PROBLEM DETAILS
Transcribe all of the material exactly. Any picture in it should be left out.

SUPPLIED MATERIAL
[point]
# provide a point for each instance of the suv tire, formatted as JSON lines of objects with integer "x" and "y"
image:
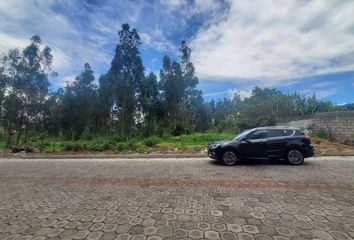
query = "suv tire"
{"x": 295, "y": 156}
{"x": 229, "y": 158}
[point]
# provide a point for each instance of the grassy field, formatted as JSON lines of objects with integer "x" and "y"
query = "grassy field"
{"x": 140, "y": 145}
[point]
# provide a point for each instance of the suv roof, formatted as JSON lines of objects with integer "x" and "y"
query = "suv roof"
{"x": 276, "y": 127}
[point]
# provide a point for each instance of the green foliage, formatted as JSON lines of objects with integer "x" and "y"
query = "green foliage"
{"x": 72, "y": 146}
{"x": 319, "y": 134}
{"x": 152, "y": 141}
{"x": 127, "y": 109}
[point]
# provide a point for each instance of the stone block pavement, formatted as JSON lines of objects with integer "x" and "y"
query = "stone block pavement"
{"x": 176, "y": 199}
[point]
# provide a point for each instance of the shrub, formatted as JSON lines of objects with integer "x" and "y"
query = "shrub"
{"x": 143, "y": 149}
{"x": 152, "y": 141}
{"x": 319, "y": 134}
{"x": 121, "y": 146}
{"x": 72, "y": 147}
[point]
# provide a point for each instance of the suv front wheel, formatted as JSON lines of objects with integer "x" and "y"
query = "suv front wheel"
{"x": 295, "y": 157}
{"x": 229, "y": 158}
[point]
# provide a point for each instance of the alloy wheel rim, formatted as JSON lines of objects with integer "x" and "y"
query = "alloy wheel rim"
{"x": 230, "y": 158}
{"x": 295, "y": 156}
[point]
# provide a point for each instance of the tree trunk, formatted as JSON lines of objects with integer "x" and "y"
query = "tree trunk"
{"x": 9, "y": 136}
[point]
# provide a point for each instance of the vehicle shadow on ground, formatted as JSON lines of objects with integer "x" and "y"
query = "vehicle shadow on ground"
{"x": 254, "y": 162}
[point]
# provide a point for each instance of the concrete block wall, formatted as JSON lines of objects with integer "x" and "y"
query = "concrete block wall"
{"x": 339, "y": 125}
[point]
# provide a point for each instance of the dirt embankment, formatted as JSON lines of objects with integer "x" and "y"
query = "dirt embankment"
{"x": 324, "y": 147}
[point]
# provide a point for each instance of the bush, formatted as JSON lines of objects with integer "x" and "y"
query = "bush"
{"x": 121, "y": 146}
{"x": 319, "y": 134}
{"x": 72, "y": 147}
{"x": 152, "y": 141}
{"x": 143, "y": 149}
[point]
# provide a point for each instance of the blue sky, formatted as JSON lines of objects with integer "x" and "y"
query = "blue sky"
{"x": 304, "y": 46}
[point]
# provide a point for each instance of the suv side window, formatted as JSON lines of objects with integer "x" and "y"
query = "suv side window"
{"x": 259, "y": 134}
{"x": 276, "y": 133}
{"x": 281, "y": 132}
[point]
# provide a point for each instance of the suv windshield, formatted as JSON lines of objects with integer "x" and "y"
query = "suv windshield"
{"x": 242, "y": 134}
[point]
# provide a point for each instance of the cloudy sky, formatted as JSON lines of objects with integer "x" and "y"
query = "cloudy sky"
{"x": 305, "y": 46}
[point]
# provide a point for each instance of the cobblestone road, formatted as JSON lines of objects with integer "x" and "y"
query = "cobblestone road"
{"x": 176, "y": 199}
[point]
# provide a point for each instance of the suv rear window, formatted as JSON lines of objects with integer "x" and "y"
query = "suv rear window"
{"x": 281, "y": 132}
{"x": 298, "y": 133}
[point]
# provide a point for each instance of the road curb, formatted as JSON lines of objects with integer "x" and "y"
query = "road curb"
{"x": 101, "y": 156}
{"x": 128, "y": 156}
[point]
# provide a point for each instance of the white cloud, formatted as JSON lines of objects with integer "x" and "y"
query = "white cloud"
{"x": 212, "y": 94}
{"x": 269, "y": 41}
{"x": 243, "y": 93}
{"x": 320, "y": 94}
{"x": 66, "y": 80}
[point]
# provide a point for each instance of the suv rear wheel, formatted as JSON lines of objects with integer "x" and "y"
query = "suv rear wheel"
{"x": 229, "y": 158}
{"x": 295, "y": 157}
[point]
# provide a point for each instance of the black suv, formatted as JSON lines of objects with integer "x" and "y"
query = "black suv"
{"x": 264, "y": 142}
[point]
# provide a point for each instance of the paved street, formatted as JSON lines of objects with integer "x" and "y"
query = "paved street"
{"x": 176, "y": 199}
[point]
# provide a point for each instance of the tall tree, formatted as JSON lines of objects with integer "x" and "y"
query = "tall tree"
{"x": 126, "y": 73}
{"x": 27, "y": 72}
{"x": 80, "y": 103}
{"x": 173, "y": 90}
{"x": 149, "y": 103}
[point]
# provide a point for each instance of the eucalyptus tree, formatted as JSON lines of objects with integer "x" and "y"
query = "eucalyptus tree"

WORKED ANSWER
[point]
# provide a point for each instance of the suv tire, formatted as JSON lines of objects with integer "x" and "y"
image:
query = "suv tire"
{"x": 295, "y": 156}
{"x": 229, "y": 158}
[point]
# provide a point for each instance of the grassy field, formatted as JSON lines of objects with integer "x" and "y"
query = "grassy field"
{"x": 140, "y": 145}
[point]
# provide a point for each instance of the suv roof, formatted as JSON lines of objects with integer "x" and "y"
query = "suv roof"
{"x": 276, "y": 127}
[point]
# provide a point for each instance of the green foliage, formatted as JSON lines of objects with integer "x" and "y"
query = "green foliage"
{"x": 72, "y": 146}
{"x": 319, "y": 134}
{"x": 152, "y": 141}
{"x": 127, "y": 109}
[point]
# provide a point for each instance of the stone block pavement, formatted as JSON lines of objects with integer "x" and "y"
query = "stone block pavement"
{"x": 176, "y": 199}
[point]
# provide a point for each instance of the shrub, formatted as JSON lines of objects with integer "x" and "y"
query = "shrub"
{"x": 143, "y": 149}
{"x": 152, "y": 141}
{"x": 319, "y": 134}
{"x": 121, "y": 146}
{"x": 72, "y": 147}
[point]
# provide a point for each instance of the suv front wheel, formatted as JSON lines of objects with integer "x" and "y"
query = "suv front wheel"
{"x": 295, "y": 157}
{"x": 229, "y": 158}
[point]
# provide a point for each instance of the alloy wheel rim, formatted as JSON lines of objects with integer "x" and "y"
query = "alloy wheel rim"
{"x": 230, "y": 158}
{"x": 295, "y": 156}
[point]
# provide a point for each instance of the tree trunk, formatted as JSON lines of objects with integer "x" and "y"
query = "tree trunk"
{"x": 9, "y": 136}
[point]
# provide a point for each instance of the vehicle shadow on ground, formatted as JSON lines of objects with integer "x" and "y"
query = "vehicle shadow on ground"
{"x": 254, "y": 162}
[point]
# provide a point for each instance of the concrete block wall, formatted as JSON lines of objects with integer "x" and "y"
query = "concrete block wall"
{"x": 339, "y": 125}
[point]
# provide a point for each instance of the dirt embankment, formatted as JSON lines of objects with integer "x" and "y"
query = "dirt embankment"
{"x": 324, "y": 147}
[point]
# provide a point for each instance of the bush, formatted as JSON lines of objects with integer "x" and "y"
query = "bush"
{"x": 121, "y": 146}
{"x": 319, "y": 134}
{"x": 72, "y": 147}
{"x": 152, "y": 141}
{"x": 143, "y": 149}
[point]
# provide a point for each instance of the blue sky, formatted as JSON lines of objects with integer "x" and "y"
query = "blue sky"
{"x": 304, "y": 46}
[point]
# provide a point for each instance of the suv side window, formatted as JSON lines of objects with integer "x" and "y"
query = "suv side window"
{"x": 259, "y": 134}
{"x": 276, "y": 133}
{"x": 281, "y": 132}
[point]
# provide a point for each instance of the suv windshield, formatted as JSON lines of objects with integer "x" and "y"
query = "suv windshield"
{"x": 242, "y": 134}
[point]
# provide a point for each instance of the cloudy sky, formatted as JSON lines of objects with integer "x" and "y"
query = "cloudy sky"
{"x": 305, "y": 46}
[point]
# provide a point for each instance of the cobblestone road, formatted as JSON lines of objects with integer "x" and "y"
query = "cobblestone road"
{"x": 176, "y": 199}
[point]
# provide a point for each instance of the suv rear window, formatted as JSON lines of objects with integer "x" and "y"
query = "suv rear window"
{"x": 281, "y": 132}
{"x": 298, "y": 133}
[point]
# provide a point for each instance of the road curb, formatted as JSON lines of objects with integer "x" and "y"
query = "road curb"
{"x": 101, "y": 156}
{"x": 128, "y": 156}
[point]
# provide a point for each instance of the white cloud, formatted as JSON lines of objects with integer "x" and "y"
query = "white cloud"
{"x": 212, "y": 94}
{"x": 269, "y": 41}
{"x": 243, "y": 93}
{"x": 320, "y": 94}
{"x": 66, "y": 80}
[point]
# provide a point for each instance of the suv rear wheel, formatted as JSON lines of objects with integer "x" and "y"
query = "suv rear wheel"
{"x": 229, "y": 158}
{"x": 295, "y": 157}
[point]
# provide a point for each instance of the black suv, formatted as JSON lines of objects with integer "x" and "y"
query = "black suv"
{"x": 264, "y": 142}
[point]
# provide a point for each instance of the paved street, formatted as JSON lines of objects with integer "x" and "y"
query = "paved street"
{"x": 176, "y": 199}
[point]
# provide a point for each instance of the tall tree, formatted as JSON lines of objects with integer "x" and "y"
query = "tall tree"
{"x": 126, "y": 73}
{"x": 27, "y": 72}
{"x": 80, "y": 103}
{"x": 173, "y": 90}
{"x": 149, "y": 103}
[point]
# provide a point for each instance of the eucalyptus tree, formatted as JSON lines of objects with integer "x" and "y"
query = "eucalyptus tree"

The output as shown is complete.